» **Task instructions**:
A – Answer these questions about the post comparing pie charts and dot plots:
(i) Whose dot plots do the response and the R manual always cite as an alternative?
(ii) What does the author think the main goal of the pie chart is?
(iii) What might a dot plot with a million points collapse to?
B – Duplicate the post comparing pie charts and dot plots, starting with "It seems to me" and going on through "(like bar plots?)".

-- begin Text passage --

# Pie charts vs. dot plots

I understand the critiques of pie charts as referenced here: Problems with pie charts

However, the above response (and the R manual) always cite dot plots from Cleveland as an alternative. My question is why are dot plots considered an alternative? It seems to be that dot plots only apply when:

1. the data set is relatively small (so that you can perhaps even by eye count dots in the plot, each dot corresponding to a data point, and

2. they are not intended to display percentages / density estimates of data.

It seems to me like the main goal of the pie chart is (even if it does so badly) to highlight the fact that the categories must sum to 1 or 100%. with the dot plots you can show the cardinal value of each category, but it will not be obvious what fraction of all the categories a particular value is. Also, with a pie chart it doesn't matter if you have 10 data points or 1,000,000, where as a dot plot with a million points (even if the number of categories is small) seems odd and might just collapse to a bar graph.

Could someone explain why dots plots are seen as an alternative and maybe provide a few examples of dot plots to other quantitative alternatives to pie charts (like bar plots?)

-- end Text passage --
-- begin Record list --

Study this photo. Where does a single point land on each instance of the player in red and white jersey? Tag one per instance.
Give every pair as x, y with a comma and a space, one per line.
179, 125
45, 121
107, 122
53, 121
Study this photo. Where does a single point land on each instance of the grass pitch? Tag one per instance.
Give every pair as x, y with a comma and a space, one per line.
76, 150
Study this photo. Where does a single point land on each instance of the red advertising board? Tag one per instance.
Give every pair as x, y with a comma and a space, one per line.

-- end Record list --

» **Task results**:
A –
(i) Cleveland's.
(ii) To highlight the fact that the categories must sum to 1 or 100%.
(iii) A bar graph.

B –
It seems to me like the main goal of the pie chart is (even if it does so badly) to highlight the fact that the categories must sum to 1 or 100%. with the dot plots you can show the cardinal value of each category, but it will not be obvious what fraction of all the categories a particular value is. Also, with a pie chart it doesn't matter if you have 10 data points or 1,000,000, where as a dot plot with a million points (even if the number of categories is small) seems odd and might just collapse to a bar graph.

Could someone explain why dots plots are seen as an alternative and maybe provide a few examples of dot plots to other quantitative alternatives to pie charts (like bar plots?)